◆ Instructions to follow: Which lines of the records below contain the word "every"? Copy each of them out.

== Segment start ==

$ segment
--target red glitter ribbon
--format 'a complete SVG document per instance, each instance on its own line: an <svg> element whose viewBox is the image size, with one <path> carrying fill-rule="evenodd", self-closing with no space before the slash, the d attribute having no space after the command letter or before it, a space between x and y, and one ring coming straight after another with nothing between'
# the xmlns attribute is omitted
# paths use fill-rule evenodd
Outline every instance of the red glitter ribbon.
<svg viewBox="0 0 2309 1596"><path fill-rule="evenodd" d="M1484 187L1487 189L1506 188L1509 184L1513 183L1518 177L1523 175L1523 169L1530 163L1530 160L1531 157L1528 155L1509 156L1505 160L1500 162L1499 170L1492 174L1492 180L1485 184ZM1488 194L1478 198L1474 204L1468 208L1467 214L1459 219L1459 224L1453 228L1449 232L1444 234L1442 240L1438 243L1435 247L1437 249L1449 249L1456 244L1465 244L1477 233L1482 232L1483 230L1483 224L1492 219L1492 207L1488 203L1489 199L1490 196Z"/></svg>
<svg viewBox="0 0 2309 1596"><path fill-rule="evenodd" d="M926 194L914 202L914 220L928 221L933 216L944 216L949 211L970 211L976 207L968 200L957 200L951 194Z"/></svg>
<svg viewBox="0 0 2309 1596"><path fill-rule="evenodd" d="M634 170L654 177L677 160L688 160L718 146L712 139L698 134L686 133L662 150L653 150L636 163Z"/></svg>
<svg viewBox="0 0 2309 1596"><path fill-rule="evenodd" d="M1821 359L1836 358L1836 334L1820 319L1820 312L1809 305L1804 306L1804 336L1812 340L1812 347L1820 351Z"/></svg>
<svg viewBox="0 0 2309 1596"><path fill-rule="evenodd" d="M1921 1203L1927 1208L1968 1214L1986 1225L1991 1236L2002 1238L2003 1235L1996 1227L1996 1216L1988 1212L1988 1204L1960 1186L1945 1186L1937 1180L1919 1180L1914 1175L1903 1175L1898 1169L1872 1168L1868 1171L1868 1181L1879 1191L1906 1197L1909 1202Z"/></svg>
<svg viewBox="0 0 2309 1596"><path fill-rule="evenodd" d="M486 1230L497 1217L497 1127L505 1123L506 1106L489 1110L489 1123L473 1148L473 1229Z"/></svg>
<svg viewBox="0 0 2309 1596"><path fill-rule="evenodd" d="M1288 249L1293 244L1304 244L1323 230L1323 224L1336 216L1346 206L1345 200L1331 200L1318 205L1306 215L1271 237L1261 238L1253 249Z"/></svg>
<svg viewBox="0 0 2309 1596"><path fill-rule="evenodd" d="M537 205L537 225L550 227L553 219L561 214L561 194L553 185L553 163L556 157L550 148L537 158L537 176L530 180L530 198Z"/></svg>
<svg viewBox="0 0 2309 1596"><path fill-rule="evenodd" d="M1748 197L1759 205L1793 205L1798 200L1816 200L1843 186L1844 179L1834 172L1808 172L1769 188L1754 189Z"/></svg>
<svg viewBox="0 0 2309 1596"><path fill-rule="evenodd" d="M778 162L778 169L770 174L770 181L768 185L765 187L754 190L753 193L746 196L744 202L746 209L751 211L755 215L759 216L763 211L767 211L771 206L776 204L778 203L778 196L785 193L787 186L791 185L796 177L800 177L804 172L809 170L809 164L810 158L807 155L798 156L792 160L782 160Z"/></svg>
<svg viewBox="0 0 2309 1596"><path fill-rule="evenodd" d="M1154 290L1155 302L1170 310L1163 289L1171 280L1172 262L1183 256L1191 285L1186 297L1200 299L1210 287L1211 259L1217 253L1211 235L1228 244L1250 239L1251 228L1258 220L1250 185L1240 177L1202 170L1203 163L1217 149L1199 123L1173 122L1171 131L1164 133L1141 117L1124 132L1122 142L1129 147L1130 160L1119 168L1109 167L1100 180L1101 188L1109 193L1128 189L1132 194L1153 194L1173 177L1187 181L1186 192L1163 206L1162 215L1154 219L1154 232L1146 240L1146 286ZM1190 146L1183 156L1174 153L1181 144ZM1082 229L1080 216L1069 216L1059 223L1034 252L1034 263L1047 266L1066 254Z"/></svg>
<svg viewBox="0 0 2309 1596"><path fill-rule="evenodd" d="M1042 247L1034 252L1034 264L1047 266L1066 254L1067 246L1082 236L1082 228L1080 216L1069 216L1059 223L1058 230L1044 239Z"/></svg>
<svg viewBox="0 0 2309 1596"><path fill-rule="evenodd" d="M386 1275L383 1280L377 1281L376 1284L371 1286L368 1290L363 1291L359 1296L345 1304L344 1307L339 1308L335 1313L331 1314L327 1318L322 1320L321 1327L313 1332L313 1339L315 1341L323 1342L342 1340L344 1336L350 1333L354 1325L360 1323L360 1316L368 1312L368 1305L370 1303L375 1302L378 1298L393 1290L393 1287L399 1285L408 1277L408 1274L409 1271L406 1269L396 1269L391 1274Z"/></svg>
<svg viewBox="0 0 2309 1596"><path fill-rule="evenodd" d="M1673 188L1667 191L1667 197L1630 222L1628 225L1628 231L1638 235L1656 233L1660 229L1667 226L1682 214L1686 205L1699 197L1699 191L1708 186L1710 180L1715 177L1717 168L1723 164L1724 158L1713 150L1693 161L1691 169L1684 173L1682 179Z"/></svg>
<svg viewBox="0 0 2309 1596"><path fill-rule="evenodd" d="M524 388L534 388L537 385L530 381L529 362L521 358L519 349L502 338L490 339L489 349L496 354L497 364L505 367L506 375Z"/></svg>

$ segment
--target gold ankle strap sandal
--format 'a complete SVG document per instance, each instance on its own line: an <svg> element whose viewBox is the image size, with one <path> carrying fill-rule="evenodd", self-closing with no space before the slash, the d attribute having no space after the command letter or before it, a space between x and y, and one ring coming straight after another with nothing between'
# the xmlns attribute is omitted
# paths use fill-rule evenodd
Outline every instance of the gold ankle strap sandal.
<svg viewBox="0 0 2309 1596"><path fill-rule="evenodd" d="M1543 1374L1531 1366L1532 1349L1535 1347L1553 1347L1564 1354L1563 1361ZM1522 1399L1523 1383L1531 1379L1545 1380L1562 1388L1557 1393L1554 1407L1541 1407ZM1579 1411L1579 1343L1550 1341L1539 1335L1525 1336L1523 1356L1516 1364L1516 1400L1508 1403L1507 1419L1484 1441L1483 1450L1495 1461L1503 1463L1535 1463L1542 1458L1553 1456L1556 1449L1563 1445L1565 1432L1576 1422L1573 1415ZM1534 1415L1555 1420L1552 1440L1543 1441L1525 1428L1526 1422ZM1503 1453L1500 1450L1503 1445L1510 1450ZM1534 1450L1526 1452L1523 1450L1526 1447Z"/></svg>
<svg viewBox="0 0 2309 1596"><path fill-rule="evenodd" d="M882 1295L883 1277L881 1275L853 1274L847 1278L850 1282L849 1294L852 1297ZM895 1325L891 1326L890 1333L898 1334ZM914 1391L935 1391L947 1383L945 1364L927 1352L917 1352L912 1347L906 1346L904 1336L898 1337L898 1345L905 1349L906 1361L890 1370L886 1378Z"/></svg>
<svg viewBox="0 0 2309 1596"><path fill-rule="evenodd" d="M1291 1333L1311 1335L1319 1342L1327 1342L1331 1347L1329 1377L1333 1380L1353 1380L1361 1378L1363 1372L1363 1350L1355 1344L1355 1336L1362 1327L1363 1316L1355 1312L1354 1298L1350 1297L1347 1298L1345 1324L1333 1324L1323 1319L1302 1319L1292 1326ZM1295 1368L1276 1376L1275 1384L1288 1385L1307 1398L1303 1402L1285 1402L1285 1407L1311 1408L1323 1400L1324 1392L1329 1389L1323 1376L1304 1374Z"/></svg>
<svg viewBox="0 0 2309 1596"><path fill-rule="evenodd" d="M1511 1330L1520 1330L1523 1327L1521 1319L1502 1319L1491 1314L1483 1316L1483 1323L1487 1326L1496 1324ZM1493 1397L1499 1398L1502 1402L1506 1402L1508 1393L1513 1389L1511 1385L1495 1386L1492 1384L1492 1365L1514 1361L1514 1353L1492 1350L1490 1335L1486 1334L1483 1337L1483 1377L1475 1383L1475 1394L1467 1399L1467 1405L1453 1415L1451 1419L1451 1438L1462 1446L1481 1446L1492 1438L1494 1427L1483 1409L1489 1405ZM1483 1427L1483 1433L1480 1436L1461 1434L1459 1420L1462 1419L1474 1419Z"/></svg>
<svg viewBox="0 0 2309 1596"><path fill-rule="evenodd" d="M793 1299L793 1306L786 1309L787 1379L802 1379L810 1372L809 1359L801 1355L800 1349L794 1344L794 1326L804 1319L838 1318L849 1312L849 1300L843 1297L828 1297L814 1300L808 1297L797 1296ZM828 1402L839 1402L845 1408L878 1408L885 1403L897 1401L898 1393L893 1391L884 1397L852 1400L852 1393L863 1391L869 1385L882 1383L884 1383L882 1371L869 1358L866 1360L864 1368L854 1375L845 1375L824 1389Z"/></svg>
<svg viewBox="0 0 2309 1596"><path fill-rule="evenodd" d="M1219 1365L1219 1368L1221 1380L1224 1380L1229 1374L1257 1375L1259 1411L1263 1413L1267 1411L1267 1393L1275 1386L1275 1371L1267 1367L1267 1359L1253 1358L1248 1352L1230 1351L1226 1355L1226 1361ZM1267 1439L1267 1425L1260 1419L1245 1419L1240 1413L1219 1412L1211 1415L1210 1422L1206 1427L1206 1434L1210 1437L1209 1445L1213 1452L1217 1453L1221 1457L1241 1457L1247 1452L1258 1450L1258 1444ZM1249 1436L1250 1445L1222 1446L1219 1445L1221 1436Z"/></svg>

== Segment end ==

◆ Answer box:
Outline every instance of the red glitter ribbon.
Outline every instance of the gold ankle strap sandal.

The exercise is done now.